===== Data supplied

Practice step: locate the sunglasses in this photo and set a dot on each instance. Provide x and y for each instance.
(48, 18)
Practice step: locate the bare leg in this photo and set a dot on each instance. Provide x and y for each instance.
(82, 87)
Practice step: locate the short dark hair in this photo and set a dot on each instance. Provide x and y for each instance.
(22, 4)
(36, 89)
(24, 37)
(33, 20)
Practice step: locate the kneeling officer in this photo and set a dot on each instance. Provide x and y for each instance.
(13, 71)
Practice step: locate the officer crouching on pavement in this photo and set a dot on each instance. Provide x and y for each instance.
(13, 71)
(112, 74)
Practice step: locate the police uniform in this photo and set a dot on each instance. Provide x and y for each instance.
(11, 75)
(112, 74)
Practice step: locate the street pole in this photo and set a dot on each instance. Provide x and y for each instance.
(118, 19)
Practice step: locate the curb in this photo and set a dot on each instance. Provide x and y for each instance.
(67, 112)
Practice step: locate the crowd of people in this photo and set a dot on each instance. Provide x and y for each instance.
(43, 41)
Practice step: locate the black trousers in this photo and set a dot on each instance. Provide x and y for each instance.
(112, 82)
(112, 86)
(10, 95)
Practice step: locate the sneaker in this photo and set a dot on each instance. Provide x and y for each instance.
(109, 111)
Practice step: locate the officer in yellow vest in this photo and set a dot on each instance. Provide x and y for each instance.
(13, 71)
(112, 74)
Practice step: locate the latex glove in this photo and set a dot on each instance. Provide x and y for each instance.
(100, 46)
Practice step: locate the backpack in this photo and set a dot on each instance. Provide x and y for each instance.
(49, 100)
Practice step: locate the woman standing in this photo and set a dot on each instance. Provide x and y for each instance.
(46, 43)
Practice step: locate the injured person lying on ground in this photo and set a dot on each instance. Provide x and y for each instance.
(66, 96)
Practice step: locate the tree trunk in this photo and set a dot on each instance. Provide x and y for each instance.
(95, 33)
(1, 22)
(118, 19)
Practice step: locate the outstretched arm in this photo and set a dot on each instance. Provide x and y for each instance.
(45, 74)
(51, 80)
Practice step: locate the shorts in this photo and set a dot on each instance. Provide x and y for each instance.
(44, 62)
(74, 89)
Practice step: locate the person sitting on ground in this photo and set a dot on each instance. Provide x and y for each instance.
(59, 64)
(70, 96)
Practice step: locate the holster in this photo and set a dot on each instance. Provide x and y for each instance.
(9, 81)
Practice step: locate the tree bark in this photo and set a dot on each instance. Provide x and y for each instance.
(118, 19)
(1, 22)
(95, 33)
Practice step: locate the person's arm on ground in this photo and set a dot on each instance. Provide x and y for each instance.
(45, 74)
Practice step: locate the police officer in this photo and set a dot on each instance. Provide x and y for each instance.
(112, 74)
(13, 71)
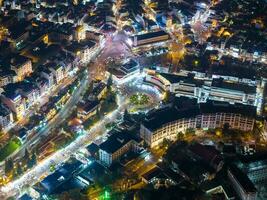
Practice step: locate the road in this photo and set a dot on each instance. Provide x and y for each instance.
(57, 120)
(32, 176)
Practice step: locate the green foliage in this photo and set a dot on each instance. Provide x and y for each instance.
(8, 166)
(139, 99)
(9, 148)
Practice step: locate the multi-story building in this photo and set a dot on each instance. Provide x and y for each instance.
(57, 70)
(242, 184)
(88, 109)
(232, 92)
(6, 75)
(255, 168)
(22, 66)
(83, 51)
(6, 116)
(187, 113)
(99, 90)
(116, 146)
(15, 102)
(150, 38)
(205, 89)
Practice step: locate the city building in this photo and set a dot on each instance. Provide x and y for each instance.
(186, 113)
(6, 116)
(14, 101)
(242, 184)
(83, 51)
(116, 146)
(205, 88)
(22, 66)
(129, 68)
(88, 109)
(150, 38)
(99, 90)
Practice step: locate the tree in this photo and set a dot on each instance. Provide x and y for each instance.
(167, 96)
(19, 170)
(109, 82)
(226, 128)
(180, 135)
(9, 166)
(190, 131)
(27, 155)
(126, 115)
(98, 115)
(166, 142)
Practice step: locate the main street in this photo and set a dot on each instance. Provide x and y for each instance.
(57, 120)
(33, 176)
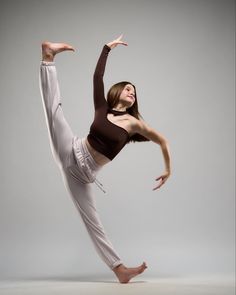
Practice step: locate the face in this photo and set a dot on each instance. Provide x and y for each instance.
(127, 96)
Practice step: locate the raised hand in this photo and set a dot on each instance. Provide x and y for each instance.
(162, 179)
(116, 42)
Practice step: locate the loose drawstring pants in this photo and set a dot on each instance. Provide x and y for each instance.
(77, 166)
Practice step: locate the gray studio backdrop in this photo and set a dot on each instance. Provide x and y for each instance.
(181, 59)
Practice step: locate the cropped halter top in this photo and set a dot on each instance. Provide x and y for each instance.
(105, 136)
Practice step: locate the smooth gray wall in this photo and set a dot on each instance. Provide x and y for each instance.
(181, 59)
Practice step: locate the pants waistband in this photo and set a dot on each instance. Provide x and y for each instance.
(86, 162)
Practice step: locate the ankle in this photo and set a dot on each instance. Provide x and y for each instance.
(47, 57)
(119, 268)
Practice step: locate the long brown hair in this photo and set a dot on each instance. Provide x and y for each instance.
(113, 97)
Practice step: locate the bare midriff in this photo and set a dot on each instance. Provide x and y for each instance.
(99, 158)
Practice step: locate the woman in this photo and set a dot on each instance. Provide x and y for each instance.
(116, 122)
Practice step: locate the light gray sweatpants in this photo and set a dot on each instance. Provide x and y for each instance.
(78, 168)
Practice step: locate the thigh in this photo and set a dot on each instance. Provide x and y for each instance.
(83, 197)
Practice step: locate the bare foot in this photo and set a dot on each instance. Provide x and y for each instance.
(49, 50)
(125, 274)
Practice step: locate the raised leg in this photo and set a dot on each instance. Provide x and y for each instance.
(60, 132)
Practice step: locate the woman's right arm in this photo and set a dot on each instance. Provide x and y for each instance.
(98, 85)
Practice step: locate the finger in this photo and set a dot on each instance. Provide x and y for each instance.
(158, 178)
(157, 187)
(123, 43)
(120, 37)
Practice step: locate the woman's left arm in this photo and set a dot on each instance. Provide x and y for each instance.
(148, 132)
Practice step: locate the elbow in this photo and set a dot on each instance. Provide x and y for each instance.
(163, 142)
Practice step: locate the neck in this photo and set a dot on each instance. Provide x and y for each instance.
(120, 109)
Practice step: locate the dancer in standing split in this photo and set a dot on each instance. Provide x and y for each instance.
(116, 122)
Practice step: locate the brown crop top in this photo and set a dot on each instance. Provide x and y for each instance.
(104, 136)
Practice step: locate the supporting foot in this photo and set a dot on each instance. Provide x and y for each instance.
(125, 274)
(49, 50)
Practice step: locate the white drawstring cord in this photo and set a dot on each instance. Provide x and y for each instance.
(99, 184)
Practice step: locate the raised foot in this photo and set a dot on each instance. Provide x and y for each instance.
(125, 274)
(49, 49)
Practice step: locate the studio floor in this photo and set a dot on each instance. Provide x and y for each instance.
(159, 286)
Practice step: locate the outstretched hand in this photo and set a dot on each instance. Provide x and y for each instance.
(162, 179)
(116, 42)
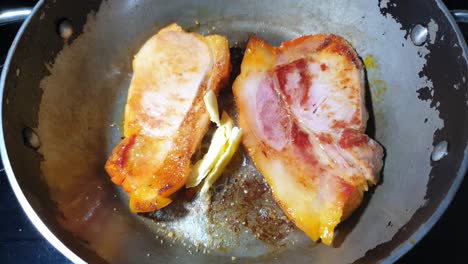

==========

Which lines in the material above contain the word "street"? Pull out each one and copy it in full.

§ **Completed exercise**
Practice step: locate the street pole in this photo and set a dot on each instance. Provide x and y for each instance.
Practice step: locate the main street in this photo and set a dot on each instance. Provide x and y for each instance.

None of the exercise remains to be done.